**YOUR OBJECTIVE**
From the records below, set down exactly the lines starting with the line that contains "# put one point on every instance of the engine" and going on through the line that contains "# put one point on every instance of the black". Nothing else is wanted.

**Dataset entries**
=== Begin Enclosure ===

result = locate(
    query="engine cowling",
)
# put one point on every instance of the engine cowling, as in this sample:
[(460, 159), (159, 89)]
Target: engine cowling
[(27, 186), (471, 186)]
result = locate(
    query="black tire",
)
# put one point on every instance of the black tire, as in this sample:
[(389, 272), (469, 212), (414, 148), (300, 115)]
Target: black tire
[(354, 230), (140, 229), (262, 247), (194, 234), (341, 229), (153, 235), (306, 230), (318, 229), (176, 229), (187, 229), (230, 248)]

=== End Enclosure ===
=== Begin Enclosure ===

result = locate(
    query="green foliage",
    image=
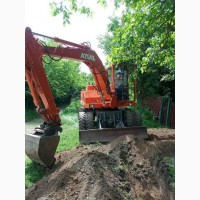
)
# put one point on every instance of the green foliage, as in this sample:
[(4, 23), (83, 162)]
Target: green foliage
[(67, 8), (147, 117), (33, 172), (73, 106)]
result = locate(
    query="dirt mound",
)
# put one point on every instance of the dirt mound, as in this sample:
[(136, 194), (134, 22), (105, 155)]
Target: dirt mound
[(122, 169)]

=== End Enclosure ===

**ANSWER BOX**
# put one point on every instance of the engine cowling, as in this sample:
[(460, 159), (159, 89)]
Target: engine cowling
[(27, 186), (471, 186)]
result = locate(
    query="black tire",
)
# put one point on every instance of the black tire, as in this sample:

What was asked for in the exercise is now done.